***** Records shown
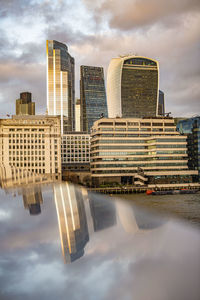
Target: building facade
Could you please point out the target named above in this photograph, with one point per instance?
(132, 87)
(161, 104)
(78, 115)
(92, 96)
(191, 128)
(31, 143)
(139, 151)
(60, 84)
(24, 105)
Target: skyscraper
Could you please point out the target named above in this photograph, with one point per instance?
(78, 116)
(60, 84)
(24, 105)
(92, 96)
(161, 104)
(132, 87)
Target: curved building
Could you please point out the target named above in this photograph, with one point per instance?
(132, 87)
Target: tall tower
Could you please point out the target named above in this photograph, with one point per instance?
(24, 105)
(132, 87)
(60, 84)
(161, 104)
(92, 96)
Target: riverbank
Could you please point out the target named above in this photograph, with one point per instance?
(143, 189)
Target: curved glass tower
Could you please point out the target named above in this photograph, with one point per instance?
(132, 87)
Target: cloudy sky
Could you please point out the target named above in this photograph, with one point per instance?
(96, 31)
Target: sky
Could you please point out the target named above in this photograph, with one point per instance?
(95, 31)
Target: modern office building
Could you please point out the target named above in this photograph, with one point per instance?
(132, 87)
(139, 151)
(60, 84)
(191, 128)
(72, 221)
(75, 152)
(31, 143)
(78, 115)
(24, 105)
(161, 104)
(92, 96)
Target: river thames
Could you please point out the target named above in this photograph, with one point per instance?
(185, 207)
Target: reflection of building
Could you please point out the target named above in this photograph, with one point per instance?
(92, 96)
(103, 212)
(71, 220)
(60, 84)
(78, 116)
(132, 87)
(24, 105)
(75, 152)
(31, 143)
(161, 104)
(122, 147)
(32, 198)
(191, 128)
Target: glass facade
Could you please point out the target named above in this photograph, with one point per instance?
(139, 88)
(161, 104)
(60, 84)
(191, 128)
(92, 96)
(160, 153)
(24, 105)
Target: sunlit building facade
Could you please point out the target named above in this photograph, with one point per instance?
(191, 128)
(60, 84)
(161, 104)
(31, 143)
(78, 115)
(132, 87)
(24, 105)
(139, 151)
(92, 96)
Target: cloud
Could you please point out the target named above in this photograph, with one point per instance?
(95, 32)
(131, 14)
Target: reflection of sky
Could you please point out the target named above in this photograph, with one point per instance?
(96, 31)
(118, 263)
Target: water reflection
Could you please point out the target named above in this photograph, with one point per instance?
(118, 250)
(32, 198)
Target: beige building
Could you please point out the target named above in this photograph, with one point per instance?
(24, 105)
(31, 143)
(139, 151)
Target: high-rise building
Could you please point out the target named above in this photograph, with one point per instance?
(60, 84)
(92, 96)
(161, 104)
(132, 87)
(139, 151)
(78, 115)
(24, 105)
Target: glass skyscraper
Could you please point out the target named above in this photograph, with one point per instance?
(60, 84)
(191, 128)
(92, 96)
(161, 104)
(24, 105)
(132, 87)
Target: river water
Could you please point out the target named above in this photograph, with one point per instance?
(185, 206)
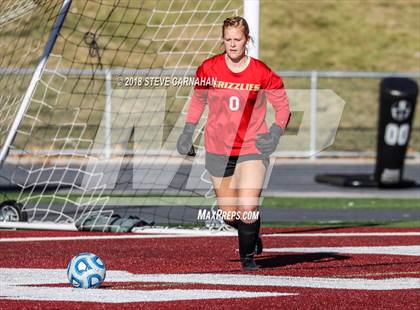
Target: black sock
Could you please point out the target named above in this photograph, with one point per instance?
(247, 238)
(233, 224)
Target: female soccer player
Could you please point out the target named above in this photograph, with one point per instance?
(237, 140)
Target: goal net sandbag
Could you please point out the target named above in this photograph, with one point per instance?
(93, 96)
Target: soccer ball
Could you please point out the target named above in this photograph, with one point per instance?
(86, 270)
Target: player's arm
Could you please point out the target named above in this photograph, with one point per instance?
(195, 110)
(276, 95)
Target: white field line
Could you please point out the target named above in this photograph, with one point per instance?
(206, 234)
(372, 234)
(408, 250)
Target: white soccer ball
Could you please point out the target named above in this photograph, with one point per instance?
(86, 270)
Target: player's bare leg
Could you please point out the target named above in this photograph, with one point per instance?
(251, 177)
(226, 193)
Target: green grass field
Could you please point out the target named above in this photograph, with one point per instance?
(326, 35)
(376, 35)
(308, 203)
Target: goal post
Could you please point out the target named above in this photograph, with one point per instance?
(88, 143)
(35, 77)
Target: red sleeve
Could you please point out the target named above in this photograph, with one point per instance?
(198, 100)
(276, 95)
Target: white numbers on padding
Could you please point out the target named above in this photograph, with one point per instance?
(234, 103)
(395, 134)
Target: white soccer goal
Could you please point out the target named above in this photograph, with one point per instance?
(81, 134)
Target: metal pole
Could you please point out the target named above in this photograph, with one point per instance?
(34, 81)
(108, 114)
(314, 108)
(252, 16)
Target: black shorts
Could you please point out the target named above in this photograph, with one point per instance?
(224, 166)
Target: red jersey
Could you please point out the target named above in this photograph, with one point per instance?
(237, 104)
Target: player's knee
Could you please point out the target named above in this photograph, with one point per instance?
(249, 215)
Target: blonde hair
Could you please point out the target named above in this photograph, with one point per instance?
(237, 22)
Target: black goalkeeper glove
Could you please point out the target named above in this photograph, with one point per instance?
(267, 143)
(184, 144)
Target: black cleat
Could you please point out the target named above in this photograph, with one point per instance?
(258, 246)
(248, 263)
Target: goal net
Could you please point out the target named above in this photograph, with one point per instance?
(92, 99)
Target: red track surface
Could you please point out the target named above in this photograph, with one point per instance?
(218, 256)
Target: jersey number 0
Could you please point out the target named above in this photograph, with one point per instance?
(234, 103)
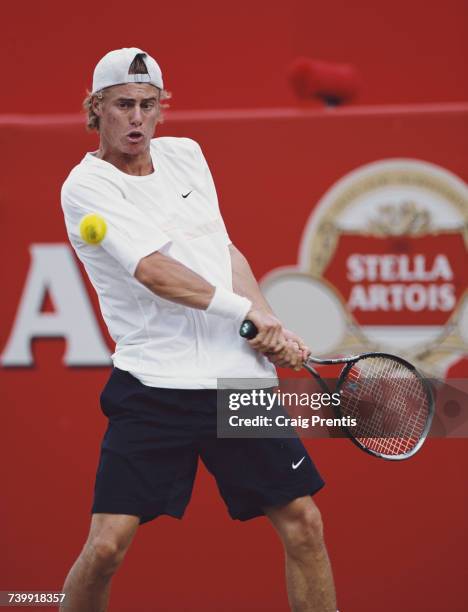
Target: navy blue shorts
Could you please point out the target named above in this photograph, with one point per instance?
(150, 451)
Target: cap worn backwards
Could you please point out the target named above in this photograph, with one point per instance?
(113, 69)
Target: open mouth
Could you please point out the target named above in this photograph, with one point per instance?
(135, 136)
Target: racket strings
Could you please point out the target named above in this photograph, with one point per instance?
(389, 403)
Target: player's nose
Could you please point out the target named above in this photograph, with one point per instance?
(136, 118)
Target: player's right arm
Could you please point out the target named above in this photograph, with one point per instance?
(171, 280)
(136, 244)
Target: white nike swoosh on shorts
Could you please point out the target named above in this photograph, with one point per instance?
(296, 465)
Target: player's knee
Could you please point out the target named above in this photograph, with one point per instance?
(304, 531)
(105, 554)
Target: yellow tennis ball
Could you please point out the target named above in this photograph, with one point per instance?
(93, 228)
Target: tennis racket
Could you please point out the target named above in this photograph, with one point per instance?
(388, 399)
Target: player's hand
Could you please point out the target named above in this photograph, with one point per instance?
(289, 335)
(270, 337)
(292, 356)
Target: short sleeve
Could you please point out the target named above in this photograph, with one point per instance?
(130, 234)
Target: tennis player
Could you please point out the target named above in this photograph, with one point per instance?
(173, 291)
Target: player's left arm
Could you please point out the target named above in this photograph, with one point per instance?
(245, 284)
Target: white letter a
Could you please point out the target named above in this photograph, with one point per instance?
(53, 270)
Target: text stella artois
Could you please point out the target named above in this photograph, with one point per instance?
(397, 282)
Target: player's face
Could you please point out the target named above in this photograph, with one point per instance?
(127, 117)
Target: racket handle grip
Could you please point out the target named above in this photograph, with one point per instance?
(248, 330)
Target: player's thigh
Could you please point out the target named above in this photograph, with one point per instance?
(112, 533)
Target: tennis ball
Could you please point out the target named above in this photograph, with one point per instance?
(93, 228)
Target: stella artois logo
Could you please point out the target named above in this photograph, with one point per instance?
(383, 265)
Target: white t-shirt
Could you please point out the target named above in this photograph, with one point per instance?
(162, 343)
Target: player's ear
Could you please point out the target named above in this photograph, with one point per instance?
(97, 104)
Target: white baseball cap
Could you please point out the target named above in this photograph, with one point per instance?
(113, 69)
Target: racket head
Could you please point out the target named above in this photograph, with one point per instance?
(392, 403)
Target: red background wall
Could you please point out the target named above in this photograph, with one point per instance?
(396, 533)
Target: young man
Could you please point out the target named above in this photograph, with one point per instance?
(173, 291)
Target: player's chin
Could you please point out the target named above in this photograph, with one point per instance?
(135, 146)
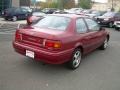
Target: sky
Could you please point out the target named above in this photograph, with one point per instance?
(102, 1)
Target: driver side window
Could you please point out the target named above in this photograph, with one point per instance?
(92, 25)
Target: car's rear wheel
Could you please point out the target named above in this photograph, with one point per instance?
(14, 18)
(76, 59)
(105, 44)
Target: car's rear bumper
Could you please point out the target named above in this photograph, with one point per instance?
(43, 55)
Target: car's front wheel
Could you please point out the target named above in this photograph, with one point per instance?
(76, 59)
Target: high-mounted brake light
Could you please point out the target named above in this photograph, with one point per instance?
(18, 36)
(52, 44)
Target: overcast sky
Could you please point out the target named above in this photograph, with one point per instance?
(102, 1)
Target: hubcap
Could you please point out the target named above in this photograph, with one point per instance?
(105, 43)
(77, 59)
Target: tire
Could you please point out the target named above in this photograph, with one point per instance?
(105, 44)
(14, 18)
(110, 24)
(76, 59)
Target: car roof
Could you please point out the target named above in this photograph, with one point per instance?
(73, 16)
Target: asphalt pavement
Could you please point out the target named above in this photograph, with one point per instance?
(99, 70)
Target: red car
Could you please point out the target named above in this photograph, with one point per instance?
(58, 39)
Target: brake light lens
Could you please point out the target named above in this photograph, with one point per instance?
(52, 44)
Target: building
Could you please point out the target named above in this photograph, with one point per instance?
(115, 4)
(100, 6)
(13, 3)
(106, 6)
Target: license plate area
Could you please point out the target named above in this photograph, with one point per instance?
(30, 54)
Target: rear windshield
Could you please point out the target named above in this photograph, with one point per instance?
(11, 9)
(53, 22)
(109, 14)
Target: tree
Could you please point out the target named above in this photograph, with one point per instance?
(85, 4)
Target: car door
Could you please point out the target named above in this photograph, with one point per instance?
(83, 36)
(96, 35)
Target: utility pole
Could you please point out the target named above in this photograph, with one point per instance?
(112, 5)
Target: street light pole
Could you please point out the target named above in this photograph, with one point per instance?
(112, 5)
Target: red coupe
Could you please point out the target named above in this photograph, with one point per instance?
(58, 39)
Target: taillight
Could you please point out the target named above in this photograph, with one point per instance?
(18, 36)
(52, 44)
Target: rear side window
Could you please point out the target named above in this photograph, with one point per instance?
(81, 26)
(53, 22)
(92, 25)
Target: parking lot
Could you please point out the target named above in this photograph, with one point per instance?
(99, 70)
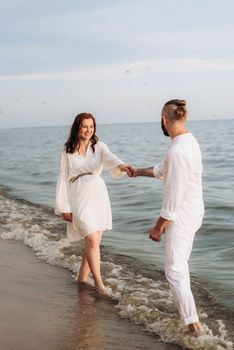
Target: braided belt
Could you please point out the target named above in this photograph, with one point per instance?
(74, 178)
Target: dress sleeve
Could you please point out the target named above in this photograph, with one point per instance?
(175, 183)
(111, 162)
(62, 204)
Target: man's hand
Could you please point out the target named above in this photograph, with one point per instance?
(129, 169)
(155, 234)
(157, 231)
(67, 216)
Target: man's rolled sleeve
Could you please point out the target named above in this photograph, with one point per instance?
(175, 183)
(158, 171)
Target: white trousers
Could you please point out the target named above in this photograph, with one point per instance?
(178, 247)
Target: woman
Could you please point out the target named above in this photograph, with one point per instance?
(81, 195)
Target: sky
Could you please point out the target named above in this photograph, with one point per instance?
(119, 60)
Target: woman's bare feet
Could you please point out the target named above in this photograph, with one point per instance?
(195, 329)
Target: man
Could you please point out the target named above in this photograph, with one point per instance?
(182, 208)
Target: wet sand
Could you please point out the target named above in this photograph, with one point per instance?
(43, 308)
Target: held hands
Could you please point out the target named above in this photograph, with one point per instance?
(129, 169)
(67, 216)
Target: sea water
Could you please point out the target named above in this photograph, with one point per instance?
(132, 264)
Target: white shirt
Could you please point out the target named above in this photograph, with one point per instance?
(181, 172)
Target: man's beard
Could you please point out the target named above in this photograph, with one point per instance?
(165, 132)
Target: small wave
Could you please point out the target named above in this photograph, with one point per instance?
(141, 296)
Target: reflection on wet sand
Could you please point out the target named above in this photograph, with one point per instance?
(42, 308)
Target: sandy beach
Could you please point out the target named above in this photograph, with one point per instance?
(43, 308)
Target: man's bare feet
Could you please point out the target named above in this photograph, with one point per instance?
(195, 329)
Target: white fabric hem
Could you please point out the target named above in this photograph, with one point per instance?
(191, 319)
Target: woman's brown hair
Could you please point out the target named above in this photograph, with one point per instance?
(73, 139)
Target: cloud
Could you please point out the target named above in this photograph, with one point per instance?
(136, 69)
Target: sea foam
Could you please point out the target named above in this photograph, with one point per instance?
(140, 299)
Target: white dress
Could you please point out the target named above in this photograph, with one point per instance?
**********
▶ _Given instruction_
Could you give the listing again from the line that contains "Target: reflection on wet sand" through the end, substituting "ocean foam" for "sea foam" and changing nothing else?

▶ _Solved problem_
Target: reflection on wet sand
Could you please point out the target named above in this photograph, with one point per instance?
(42, 308)
Target: sandy beach
Could you please point out the target named above in this photograph, with one point per instance?
(43, 308)
Target: man's bare feet
Could you please point out the target named above in this photograph, with one point per instance?
(195, 329)
Target: white fabric hem
Could you please point out the target named above in this photograph, with one point per instance?
(191, 319)
Target: woman's brown hair
Could you please point out the target named above in this photograph, with one point per instance?
(73, 139)
Target: cloud
Could you please point out the target named above in this photograph, with one point per instance?
(136, 69)
Target: ocean foam
Could you please point out the target named above in this photograph, with one point per instance?
(140, 299)
Target: white dress
Could you please point out the target named above in this photograph, with one point per instance?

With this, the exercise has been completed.